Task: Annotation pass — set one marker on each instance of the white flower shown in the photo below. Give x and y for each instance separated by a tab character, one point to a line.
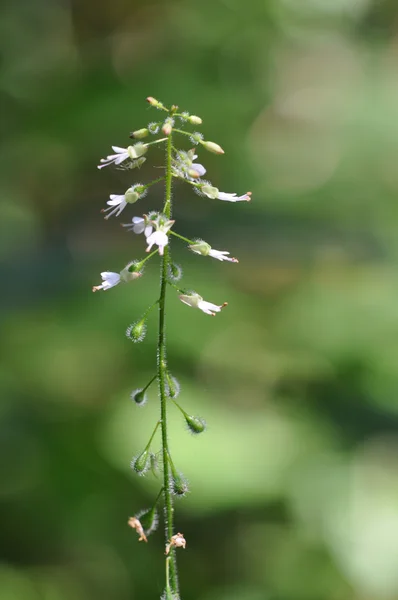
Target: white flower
109	280
203	248
213	192
122	154
233	197
159	236
197	301
118	202
140	225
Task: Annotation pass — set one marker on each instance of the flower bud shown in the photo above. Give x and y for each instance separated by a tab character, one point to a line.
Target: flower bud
139	134
168	126
137	150
149	520
195	424
169	595
210	191
131	195
175	272
136	332
179	485
141	463
213	147
139	396
153	102
172	386
195	120
201	247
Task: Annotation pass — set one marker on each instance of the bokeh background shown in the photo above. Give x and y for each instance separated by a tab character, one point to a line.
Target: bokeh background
294	487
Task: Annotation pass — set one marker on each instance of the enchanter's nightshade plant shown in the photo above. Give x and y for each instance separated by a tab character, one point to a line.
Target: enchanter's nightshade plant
158	229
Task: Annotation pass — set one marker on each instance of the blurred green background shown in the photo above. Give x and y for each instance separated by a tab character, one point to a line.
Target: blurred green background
294	487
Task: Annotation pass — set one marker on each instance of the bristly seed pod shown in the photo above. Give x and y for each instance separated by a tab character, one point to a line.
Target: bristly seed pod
136	332
213	147
173	387
179	484
139	396
195	424
141	463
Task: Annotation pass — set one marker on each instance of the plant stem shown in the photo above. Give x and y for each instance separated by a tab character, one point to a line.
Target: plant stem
162	371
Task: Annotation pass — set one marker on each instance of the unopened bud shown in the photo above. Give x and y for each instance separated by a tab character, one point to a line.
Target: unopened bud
201	247
213	147
175	272
149	520
131	195
167	127
137	150
141	463
136	333
172	386
195	424
139	134
179	484
139	396
195	120
209	191
153	102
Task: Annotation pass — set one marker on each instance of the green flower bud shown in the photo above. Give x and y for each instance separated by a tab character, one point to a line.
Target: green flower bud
179	484
136	332
201	247
141	463
131	195
149	520
212	147
139	396
175	272
139	134
195	120
195	424
209	191
137	150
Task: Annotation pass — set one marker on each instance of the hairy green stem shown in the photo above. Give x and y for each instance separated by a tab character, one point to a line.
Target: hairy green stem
162	374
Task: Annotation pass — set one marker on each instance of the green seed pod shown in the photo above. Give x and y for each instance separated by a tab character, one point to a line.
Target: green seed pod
212	147
195	424
175	272
149	520
195	120
139	396
137	150
136	332
179	484
141	463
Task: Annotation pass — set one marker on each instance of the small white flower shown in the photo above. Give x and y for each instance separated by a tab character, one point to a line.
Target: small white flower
203	248
213	192
139	225
197	301
118	202
109	280
122	154
159	236
233	197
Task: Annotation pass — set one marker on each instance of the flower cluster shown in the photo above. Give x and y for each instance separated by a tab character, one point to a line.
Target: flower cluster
157	229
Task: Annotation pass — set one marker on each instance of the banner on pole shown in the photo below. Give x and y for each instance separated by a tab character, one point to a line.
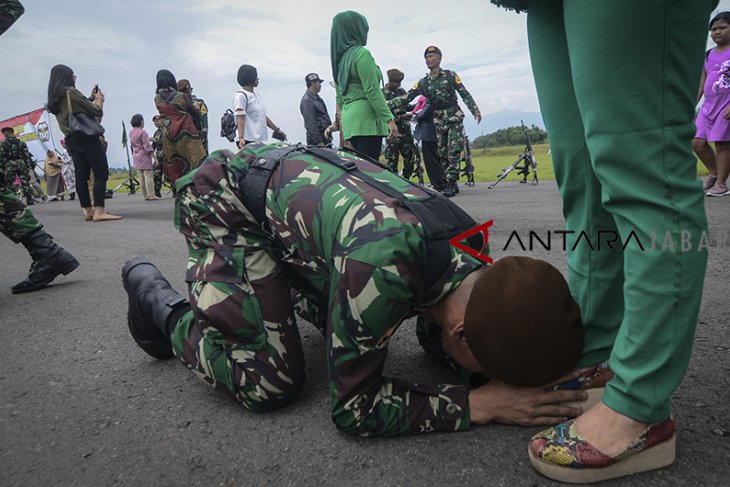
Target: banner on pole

# WHAT YOU ARE ASKED TO DO
Quote all of the material above word for word, leaving out the pictures.

# WRITTEN SOLUTION
Task: Annotation pass — set one marker on each instance of the white flower shown in the photo below. Give x and y for each instance separated by a tab character, one point to a line.
Target: white flower
109	280
203	248
213	192
122	154
233	197
159	236
197	301
118	202
140	225
Task: Annotation pass — set one marker on each instance of the flower bud shown in the photo above. Give x and y for each instance separated by a tab character, one point to a line.
Target: flower bud
139	134
168	126
137	150
149	520
195	424
169	595
210	191
131	195
175	272
136	332
179	485
141	463
213	147
139	396
153	102
172	386
195	120
201	247
Task: Annotation pass — set one marker on each instance of the bokeh background shown in the photo above. Give x and y for each instance separated by a tab character, one point to a line.
Target: bokeh background
294	487
Task: Annotation pass — set one marker on each instance of the enchanter's nightshade plant shown in the photo above. Give x and y for each instance separated by a tab character, one point to a line.
Target: enchanter's nightshade plant
158	229
Task: Annotation pass — set one marker on each instance of the blurred green background shown in the photo above. Give x and y for each instance separated by a tab character, one point to a line.
Target: blurred green background
294	487
Task: Annotation pass — set one marker on each instance of the bristly seed pod shown in the photo above. Give x and y for each instance separated by a tab character, one point to a line.
Target: bristly seed pod
136	332
213	147
173	387
179	484
139	396
195	424
141	463
Task: Annotation pass — set one marker on each instance of the plant stem shown in the photo above. Give x and y for each instance separated by a tab character, one point to a line.
Target: plant stem
162	371
Task: Annotation pass — set one marker on each instance of the unopened bud shown in the photo above. Give x and y for each instance separated by a tab character, one point to a line.
Target: unopened bud
201	247
213	147
175	272
149	520
131	195
167	127
137	150
141	463
136	333
172	386
195	424
139	134
179	484
139	396
195	120
209	191
153	102
Task: Annotation pass — set one marker on each instance of the green flower bud shown in the photo above. Give x and y for each instance separated by a tab character, one point to a line.
Target: green flower bud
179	484
136	332
201	247
141	463
131	195
149	520
212	147
139	396
175	272
139	134
195	120
195	424
209	191
137	150
Task: Annotation pass — set one marker on each instance of the hairy green stem shown in the photo above. Give x and y for each instance separated by a tab character, one point to a line.
Target: hairy green stem
162	374
Task: Annotation pass — set one marker on each instance of the green seed pod shown in the photo above. Give x and y for each instance separated by a tab character, one point to a line.
Target: green seed pod
212	147
195	424
175	272
149	520
195	120
139	396
137	150
136	332
179	484
141	463
Task: Annotation pass — set one marker on each instance of the small white flower shown in the photo above. Give x and y for each instance separated by a tab character, one point to a line.
Target: small white flower
203	248
213	192
139	225
197	301
118	202
109	280
122	154
159	236
233	197
Task: Annotation pass — set one marker on each instance of the flower cluster shown in the photo above. Give x and y for each instance separated by a tab character, one point to a line.
Target: flower cluster
157	229
Task: Annotation pass — set one marker on each instance of the banner on pole shown in the photo below. Give x and y for each instance separated by a tab character, one point to a line.
Target: banner on pole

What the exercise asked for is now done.